- [Data shown]
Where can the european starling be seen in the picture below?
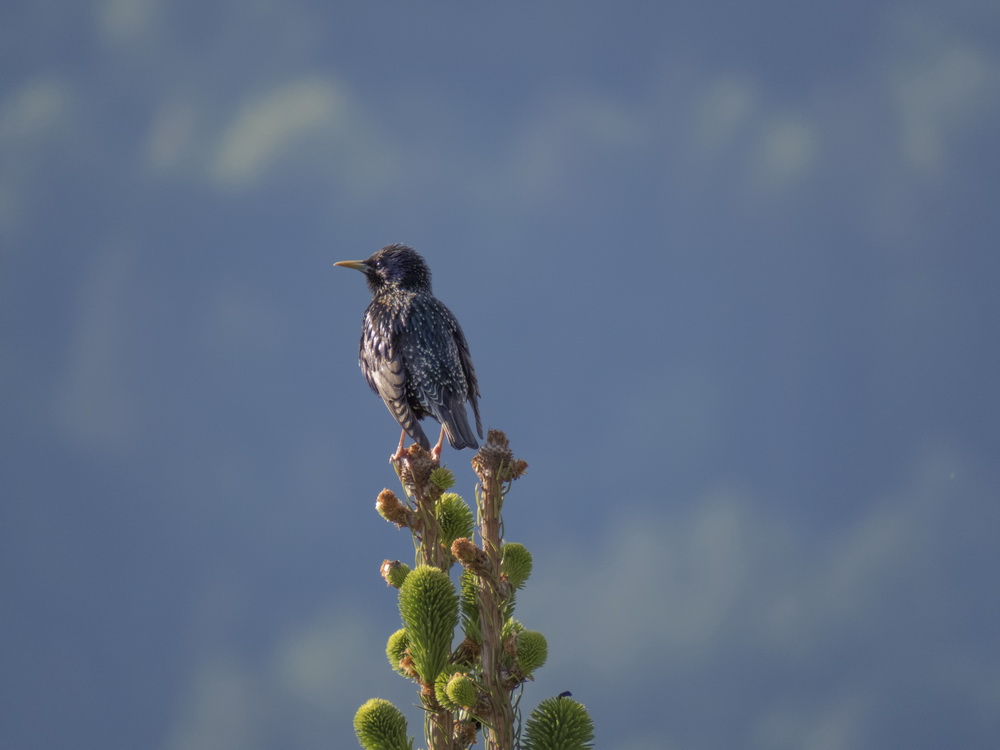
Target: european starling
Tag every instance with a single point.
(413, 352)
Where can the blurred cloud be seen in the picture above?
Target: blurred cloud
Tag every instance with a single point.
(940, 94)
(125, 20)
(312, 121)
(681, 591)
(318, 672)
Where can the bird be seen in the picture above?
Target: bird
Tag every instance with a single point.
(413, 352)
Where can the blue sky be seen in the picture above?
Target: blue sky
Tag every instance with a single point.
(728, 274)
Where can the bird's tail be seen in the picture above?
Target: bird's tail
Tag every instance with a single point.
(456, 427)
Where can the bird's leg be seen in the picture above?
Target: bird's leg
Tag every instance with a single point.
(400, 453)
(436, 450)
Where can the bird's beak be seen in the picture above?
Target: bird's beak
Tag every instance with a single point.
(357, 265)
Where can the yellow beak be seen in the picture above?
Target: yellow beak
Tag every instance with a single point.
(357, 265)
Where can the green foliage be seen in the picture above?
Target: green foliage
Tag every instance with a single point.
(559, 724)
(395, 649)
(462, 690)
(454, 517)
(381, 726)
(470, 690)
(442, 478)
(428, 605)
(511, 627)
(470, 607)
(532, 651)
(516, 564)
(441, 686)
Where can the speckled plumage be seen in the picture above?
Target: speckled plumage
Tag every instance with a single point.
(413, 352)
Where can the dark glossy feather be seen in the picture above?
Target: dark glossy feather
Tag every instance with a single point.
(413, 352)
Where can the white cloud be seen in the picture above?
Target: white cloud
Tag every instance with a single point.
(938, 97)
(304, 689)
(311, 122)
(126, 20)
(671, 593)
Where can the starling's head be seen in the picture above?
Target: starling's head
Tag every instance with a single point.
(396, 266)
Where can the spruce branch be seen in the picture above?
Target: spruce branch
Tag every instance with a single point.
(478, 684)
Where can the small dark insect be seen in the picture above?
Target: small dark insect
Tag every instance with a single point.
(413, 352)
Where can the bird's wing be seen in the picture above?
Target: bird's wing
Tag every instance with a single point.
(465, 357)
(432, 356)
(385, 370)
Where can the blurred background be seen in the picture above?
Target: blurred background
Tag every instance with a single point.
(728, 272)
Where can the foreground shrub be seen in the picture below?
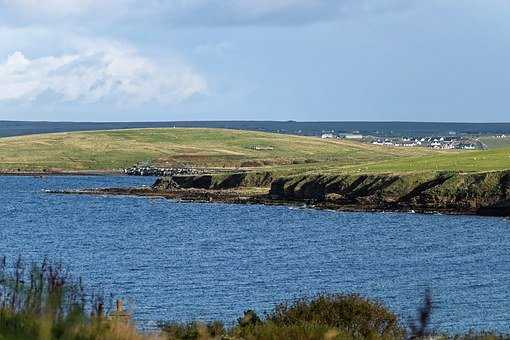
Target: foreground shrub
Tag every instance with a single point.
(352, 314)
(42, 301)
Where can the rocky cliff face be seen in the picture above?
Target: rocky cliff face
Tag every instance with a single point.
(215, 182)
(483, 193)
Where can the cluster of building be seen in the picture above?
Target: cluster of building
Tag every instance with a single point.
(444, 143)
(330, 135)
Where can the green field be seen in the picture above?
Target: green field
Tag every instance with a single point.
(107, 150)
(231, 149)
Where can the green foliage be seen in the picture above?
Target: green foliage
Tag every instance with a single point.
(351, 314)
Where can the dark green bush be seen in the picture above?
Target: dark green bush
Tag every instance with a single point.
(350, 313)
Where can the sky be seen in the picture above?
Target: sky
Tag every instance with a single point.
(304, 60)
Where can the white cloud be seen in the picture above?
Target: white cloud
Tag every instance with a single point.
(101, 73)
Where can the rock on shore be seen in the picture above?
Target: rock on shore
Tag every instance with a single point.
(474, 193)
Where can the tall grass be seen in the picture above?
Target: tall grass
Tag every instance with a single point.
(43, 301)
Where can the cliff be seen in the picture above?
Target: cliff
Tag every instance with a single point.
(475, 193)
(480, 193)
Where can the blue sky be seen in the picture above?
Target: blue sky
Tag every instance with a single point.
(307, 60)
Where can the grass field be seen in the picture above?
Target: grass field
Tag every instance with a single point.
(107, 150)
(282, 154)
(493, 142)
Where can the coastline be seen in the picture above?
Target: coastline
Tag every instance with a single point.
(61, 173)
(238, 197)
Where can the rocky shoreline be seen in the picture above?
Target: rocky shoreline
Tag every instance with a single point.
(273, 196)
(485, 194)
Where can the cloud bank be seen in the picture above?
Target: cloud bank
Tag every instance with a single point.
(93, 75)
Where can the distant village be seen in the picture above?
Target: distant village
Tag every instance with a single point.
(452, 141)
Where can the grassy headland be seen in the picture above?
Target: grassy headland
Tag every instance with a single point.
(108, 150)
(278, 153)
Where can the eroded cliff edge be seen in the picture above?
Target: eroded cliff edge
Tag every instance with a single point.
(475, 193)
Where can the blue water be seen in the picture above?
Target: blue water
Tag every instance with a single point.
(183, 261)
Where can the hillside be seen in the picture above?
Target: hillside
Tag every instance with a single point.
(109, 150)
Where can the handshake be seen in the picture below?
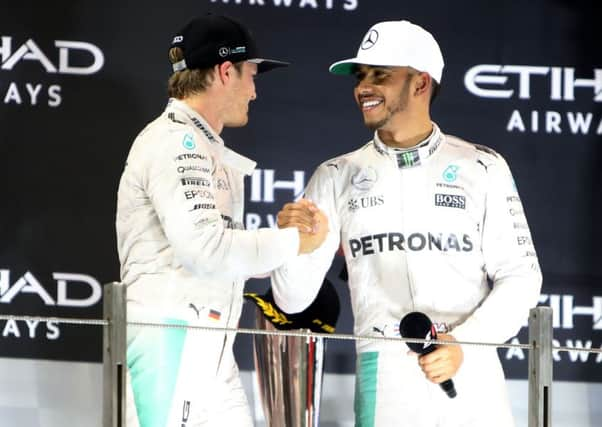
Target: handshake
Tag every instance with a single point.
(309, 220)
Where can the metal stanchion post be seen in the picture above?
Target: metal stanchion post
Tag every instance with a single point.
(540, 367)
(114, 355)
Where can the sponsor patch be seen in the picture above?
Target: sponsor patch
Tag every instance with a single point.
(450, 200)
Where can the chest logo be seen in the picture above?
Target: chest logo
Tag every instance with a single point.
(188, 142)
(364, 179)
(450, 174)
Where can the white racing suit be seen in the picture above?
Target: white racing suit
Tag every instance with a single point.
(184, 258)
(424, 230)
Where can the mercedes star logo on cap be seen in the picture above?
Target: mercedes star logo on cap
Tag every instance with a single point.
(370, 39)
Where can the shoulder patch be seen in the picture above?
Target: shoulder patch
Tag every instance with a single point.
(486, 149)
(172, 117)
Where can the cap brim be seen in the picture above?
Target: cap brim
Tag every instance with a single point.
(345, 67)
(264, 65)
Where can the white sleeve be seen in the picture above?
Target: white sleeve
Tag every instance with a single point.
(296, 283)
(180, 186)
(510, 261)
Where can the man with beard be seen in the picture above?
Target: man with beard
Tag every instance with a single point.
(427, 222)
...
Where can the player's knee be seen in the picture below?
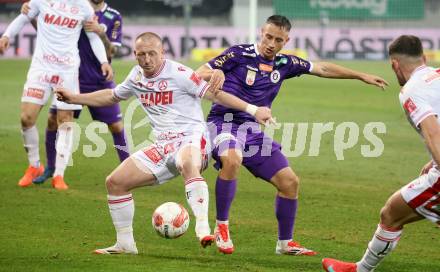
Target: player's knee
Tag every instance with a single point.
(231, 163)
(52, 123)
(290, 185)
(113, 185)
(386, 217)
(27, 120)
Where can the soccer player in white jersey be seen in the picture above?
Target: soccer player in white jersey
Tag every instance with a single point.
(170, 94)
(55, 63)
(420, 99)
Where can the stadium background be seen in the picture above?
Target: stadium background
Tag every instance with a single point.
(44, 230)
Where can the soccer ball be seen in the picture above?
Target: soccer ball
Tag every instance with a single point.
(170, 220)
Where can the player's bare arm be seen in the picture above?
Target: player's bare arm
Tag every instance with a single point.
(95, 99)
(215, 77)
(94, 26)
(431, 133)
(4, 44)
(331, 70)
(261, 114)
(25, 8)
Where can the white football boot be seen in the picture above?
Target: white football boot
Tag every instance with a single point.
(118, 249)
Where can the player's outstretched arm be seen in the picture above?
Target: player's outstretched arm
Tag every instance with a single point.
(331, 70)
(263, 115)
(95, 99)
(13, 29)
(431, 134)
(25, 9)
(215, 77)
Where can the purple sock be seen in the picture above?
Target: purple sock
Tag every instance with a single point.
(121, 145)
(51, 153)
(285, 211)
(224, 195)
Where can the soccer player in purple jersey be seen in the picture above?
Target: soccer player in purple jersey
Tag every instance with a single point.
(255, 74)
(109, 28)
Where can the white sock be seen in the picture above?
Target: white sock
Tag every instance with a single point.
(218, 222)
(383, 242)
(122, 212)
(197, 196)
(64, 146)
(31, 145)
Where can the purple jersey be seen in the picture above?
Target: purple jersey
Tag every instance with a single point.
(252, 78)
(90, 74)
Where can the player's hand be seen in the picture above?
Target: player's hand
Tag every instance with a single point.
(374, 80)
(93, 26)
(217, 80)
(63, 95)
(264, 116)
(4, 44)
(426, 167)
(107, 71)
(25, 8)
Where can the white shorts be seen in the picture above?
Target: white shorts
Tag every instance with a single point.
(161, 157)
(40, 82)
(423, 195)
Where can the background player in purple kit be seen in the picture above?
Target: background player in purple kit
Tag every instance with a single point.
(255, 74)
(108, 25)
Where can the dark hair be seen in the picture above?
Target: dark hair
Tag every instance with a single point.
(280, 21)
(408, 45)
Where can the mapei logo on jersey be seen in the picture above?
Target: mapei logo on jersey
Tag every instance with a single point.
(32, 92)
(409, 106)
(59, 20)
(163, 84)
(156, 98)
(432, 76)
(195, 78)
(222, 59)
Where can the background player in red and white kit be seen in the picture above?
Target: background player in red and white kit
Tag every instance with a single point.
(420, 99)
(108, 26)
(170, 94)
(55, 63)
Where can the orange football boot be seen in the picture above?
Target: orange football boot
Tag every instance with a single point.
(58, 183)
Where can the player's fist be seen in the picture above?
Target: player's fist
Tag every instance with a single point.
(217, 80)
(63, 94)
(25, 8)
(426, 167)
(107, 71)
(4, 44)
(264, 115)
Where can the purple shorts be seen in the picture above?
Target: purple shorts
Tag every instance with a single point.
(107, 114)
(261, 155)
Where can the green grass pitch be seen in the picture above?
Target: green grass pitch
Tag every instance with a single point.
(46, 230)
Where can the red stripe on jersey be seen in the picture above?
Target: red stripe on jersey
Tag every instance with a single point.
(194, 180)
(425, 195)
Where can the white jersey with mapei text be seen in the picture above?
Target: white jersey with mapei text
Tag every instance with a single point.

- [The request] Find each line in the items above that contains the string "distant" and copy it out. Case counts.

- [Response to this exercise]
Where can the distant village be seen in the picture above?
Target: distant village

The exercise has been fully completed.